A word-for-word copy of the records below is needed, without the images.

** Opening Available records block **

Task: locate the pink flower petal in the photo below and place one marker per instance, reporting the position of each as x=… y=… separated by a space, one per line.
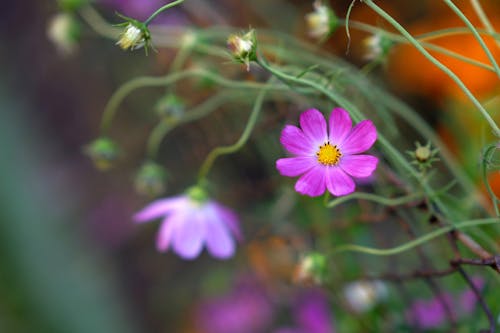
x=160 y=208
x=361 y=138
x=219 y=242
x=312 y=183
x=188 y=236
x=340 y=126
x=295 y=166
x=295 y=141
x=313 y=124
x=338 y=182
x=359 y=165
x=164 y=236
x=229 y=217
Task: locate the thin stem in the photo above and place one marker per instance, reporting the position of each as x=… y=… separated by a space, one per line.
x=161 y=9
x=483 y=18
x=414 y=243
x=204 y=109
x=376 y=198
x=474 y=31
x=445 y=69
x=148 y=81
x=223 y=150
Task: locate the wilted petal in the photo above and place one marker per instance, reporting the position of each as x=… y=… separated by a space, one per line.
x=217 y=237
x=166 y=231
x=338 y=182
x=295 y=166
x=312 y=183
x=359 y=165
x=160 y=208
x=313 y=124
x=229 y=217
x=295 y=141
x=188 y=236
x=340 y=126
x=361 y=138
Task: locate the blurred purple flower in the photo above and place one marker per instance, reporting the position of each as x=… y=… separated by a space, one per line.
x=431 y=313
x=246 y=309
x=311 y=313
x=327 y=160
x=142 y=9
x=190 y=223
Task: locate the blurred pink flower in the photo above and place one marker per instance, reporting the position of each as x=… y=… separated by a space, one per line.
x=189 y=223
x=327 y=160
x=312 y=314
x=245 y=309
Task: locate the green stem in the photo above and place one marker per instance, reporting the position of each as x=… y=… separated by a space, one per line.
x=148 y=81
x=161 y=9
x=200 y=111
x=212 y=156
x=376 y=198
x=475 y=33
x=438 y=64
x=487 y=155
x=414 y=243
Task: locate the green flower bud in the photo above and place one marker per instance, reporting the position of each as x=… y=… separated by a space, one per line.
x=103 y=153
x=150 y=179
x=170 y=107
x=243 y=48
x=311 y=269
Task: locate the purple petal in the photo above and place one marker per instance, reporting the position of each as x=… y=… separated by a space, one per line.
x=217 y=237
x=164 y=236
x=294 y=140
x=338 y=182
x=229 y=217
x=340 y=126
x=313 y=124
x=312 y=183
x=359 y=165
x=295 y=166
x=160 y=208
x=361 y=138
x=188 y=236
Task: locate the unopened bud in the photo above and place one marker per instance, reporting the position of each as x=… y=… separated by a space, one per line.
x=243 y=48
x=311 y=269
x=170 y=107
x=322 y=22
x=151 y=179
x=103 y=153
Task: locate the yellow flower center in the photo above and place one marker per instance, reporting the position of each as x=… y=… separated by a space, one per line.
x=328 y=154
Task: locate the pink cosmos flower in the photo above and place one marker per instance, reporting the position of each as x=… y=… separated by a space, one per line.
x=189 y=223
x=327 y=160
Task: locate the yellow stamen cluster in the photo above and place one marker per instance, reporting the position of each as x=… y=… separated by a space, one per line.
x=328 y=154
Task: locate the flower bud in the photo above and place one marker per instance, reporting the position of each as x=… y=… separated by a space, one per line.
x=150 y=180
x=170 y=107
x=322 y=22
x=311 y=270
x=243 y=48
x=362 y=296
x=64 y=31
x=103 y=153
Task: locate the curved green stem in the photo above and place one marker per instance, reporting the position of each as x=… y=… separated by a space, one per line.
x=487 y=156
x=376 y=198
x=413 y=243
x=161 y=9
x=200 y=111
x=148 y=81
x=252 y=120
x=474 y=31
x=438 y=64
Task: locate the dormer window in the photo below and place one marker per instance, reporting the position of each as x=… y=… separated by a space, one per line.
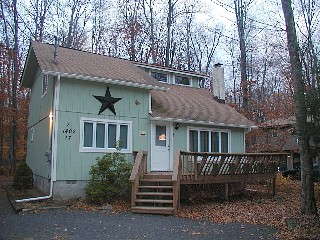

** Closing Available records block **

Output of the task:
Task: locate the pink flower petal in the photo below and place one marker per instance, reporting the position of each as x=… y=… separated by a space, one per line.
x=160 y=208
x=361 y=138
x=219 y=242
x=312 y=183
x=188 y=236
x=340 y=126
x=295 y=166
x=295 y=141
x=313 y=124
x=338 y=182
x=359 y=165
x=164 y=236
x=229 y=217
Task: locate the thin stem in the photo above and place one marker per instance, reporting the position of each as x=… y=… separated by a space, one per line.
x=161 y=9
x=483 y=18
x=414 y=243
x=204 y=109
x=376 y=198
x=474 y=31
x=445 y=69
x=148 y=81
x=223 y=150
Task: locate the wilted petal in the photo above and place one marker per instance, reporting the position of each as x=… y=… separated by a space, one per line.
x=217 y=237
x=166 y=231
x=338 y=182
x=295 y=166
x=312 y=183
x=359 y=165
x=160 y=208
x=313 y=124
x=229 y=217
x=295 y=141
x=188 y=236
x=340 y=126
x=361 y=138
Task: locate the blurred purple flower in the photo above and place one marker per instance, reporting the position of each as x=… y=… separated by a space, one per line.
x=431 y=313
x=246 y=309
x=311 y=313
x=327 y=160
x=142 y=9
x=190 y=223
Task: locate the blurred pink flower in the photo above and place one marker per instance, reporting the position of each as x=… y=… separated by a space, one per line.
x=189 y=223
x=327 y=160
x=312 y=314
x=245 y=309
Task: locate the green stem in the photo above and place one marker per instance, reporting the position of each as x=… y=… separated by a space, one per line.
x=148 y=81
x=161 y=9
x=200 y=111
x=212 y=156
x=376 y=198
x=475 y=33
x=438 y=64
x=487 y=155
x=414 y=243
Task: locate the green flower bud in the photo above and place one marker per instance, reporting the position of each as x=… y=… separated by a space, one per line.
x=103 y=153
x=150 y=179
x=170 y=107
x=243 y=48
x=311 y=269
Task: locate the purple petal in the photo above and place one marker per instance, reporting the position of each as x=… y=… separated by a space, one per line.
x=217 y=237
x=164 y=236
x=294 y=140
x=338 y=182
x=229 y=217
x=340 y=126
x=313 y=124
x=312 y=183
x=359 y=165
x=295 y=166
x=160 y=208
x=361 y=138
x=188 y=236
Task: locate the unopened bud in the photo above and place one marker per instance, reporting the position of each as x=… y=… separated by a space, one per line.
x=243 y=48
x=311 y=269
x=170 y=107
x=322 y=22
x=151 y=179
x=103 y=153
Task: locate the yellow flower center in the photo above and place one marker per instance, reporting the position of each as x=… y=… separated by a space, one per line.
x=328 y=154
Task: locate the pink cosmos flower in the photo above and place one marker per instance, reporting the position of each as x=… y=… separated by a space, one per line.
x=189 y=223
x=327 y=160
Task: locate the yellow stamen cluster in the photo above and place one marker per instance, reporting the position of each as x=… y=… separated by a space, one per line.
x=328 y=154
Task: locate the flower bud in the photo above and place one marker per instance, reporting the position of each as x=… y=… separated by a space, one per line.
x=150 y=180
x=170 y=107
x=322 y=22
x=311 y=270
x=243 y=48
x=362 y=296
x=64 y=31
x=103 y=153
Task: locate the curved green stem in the photo above and place one marker per instance, reporting the position of each as x=… y=… separated by a space, one per line.
x=487 y=156
x=376 y=198
x=413 y=243
x=161 y=9
x=200 y=111
x=148 y=81
x=252 y=120
x=474 y=31
x=438 y=64
Task: locate the dormer window in the photo below and place one marker per instance, reporting the position of each as x=… y=… separated by a space, one per line.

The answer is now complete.